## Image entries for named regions
▬▬▬

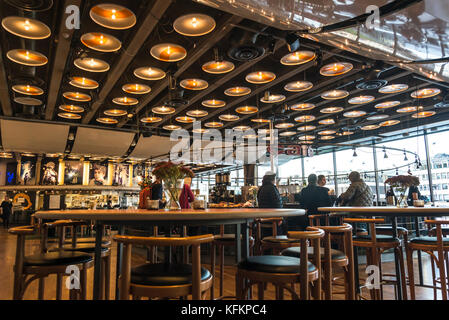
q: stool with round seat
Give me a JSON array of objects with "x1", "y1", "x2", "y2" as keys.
[
  {"x1": 236, "y1": 227, "x2": 324, "y2": 300},
  {"x1": 113, "y1": 234, "x2": 214, "y2": 300},
  {"x1": 343, "y1": 218, "x2": 407, "y2": 300},
  {"x1": 405, "y1": 220, "x2": 449, "y2": 300},
  {"x1": 281, "y1": 223, "x2": 355, "y2": 300},
  {"x1": 8, "y1": 224, "x2": 93, "y2": 300}
]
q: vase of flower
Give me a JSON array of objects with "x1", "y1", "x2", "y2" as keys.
[{"x1": 152, "y1": 161, "x2": 195, "y2": 210}]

▬▬▬

## Given instruction
Duplicate the lines above word for word, omitting the pictures.

## Output
q: stool with round seat
Give me a JSON array of objects with "x1", "y1", "x2", "y2" as keys.
[
  {"x1": 236, "y1": 227, "x2": 324, "y2": 300},
  {"x1": 113, "y1": 234, "x2": 214, "y2": 300},
  {"x1": 343, "y1": 218, "x2": 407, "y2": 300},
  {"x1": 405, "y1": 220, "x2": 449, "y2": 300},
  {"x1": 281, "y1": 223, "x2": 355, "y2": 300},
  {"x1": 8, "y1": 224, "x2": 93, "y2": 300}
]
q: vase of flower
Give me a JSON array of objects with "x1", "y1", "x2", "y2" as keys.
[{"x1": 152, "y1": 161, "x2": 195, "y2": 210}]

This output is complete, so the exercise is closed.